A lo largo de la historia de la política mexicana se han visto expuestos episodios que ponen al desnudo la fragilidad de la clase política y del sistema político en sí mismo. La poca seriedad con la que se toman las decisiones a la hora de elegir representantes populares nos ha llevado a tener en el poder a personajes tan deleznables como Irma Serrano, la actriz del cine de ficheras Carmen Salinas, el stripper Sergio Mayer, el exfutbolista Cuauhtémoc Blanco y una lista de muchos más nombres que no alcanzaría este espacio para nombrarlos. Hidalgo no está exento de este fenómeno, basta con poner de ejemplo a Fortunato González y Sharon Macotela.
Lo preocupante de este tema es que se trata de espacios de poder donde se toman las decisiones más importantes y determinantes para que un país, un estado o un municipio puedan prosperar o vean sepultada toda aspiración de crecimiento y desarrollo. Es ahí donde las cosas no cuadran y esto tiene a México en terapia intensiva, con un hartazgo social cada vez más estridente que conduce a la intolerancia y, en el mejor de los casos, a un desinterés desmedido.
Vayamos entrando en terreno pantanoso, lleno de maleza y fauna silvestre. ¿En qué momento la política se convirtió en una romería?, ¿en qué momento pasamos de ver política fina a politiquería? Incluso hay legisladores en las cámaras que, conscientes del descrédito y la vergüenza que producen, únicamente cobran sus sueldos sin tener una mínima productividad.
Y es justamente ahí, en el descredito, en la aberración y en la asquerosa manera de hacer política, donde viene al caso el modus operandi de las nuevas praxis, que mancha la historia de la de por sí desgastada actividad legislativa.
Parecía que los tiempos de José López Portillo habían quedado atrás, con su estilo autoritario y su cinismo marcado en las decisiones, personaje recordado por la frase lapidaria: “Es el orgullo de mi nepotismo”, sentencia que lanzó públicamente al referirse a su hijo José Ramón, quien se incorporó a su gabinete como subsecretario de Estado. Pero evidentemente las cosas no han cambiado y el Partido Revolucionario Institucional se ha convertido en un club familiar, en una membresía VIP al servicio de unos cuantos. Lo decimos justamente porque la sociedad sabe que en el PRI de ahora, el que se dice de puertas abiertas, efectivamente es de puertas abiertas de par en par… para la familia de la dirigencia estatal.

:: INFORMACIÓN PROPORCIONADA ::
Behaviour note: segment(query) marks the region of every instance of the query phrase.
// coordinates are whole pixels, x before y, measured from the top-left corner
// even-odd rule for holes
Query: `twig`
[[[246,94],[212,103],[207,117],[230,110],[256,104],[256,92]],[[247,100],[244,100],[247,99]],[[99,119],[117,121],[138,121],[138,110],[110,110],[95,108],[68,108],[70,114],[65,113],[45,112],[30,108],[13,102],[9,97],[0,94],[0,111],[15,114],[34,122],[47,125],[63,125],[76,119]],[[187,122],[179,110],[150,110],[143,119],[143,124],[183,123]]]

:: EJERCICIO ::
¿Puedes retomar el texto sobre la política mexicana justo después de su última oración y seguirlo?

:: RESULTADO DEL EJERCICIO ::
Basta con revisar los acomodos para las campañas federales de este año, que luego de la salida de Marco Antonio Mendoza Bustamante, le dio paso a Juan Pablo Beltrán Viggiano, quien llega a ocupar una curul sin ningún antecedente que medianamente justifique su nombramiento. Simplemente se la ganó por ser hijo de la excandidata del PRI a la gubernatura de Hidalgo y ahora también aspirante al Senado, Carolina Viggiano, con eso basta y sobra para salir del anonimato.
Así el cinismo de esta familia real que entre sus integrantes se prestan el poder y se reparten el presupuesto. Carolina Viggiano, Humberto Moreira y ahora Juan Pablo Beltrán forman el tridente que se ha apoderado no sólo del PRI, sino de los espacios legislativos y las prebendas que otorga el poder.
Y por si eso no fuera suficiente, el PRI de Hidalgo también es el juguetito que les ha servido para divertirse y para seguir ocupando los espacios entre ellos; el PRI estatal se ha convertido en el Club de Toby para seguirse repartiendo el cadáver partidista. Para ellos no existen las causas de la gente, no existe el deseo de ayudar verdaderamente a mejorar las condiciones de Hidalgo, eso ni siquiera les pasa por la cabeza. Sólo quieren poder para seguir siendo vividores del sistema político mexicano.
Como cualquier madre de familia, muy orgullosa debe sentirse la candidata al Senado viendo sentado a su hijo en un escaño que no le corresponde, pero que obedece a los caprichos de una raza con privilegios.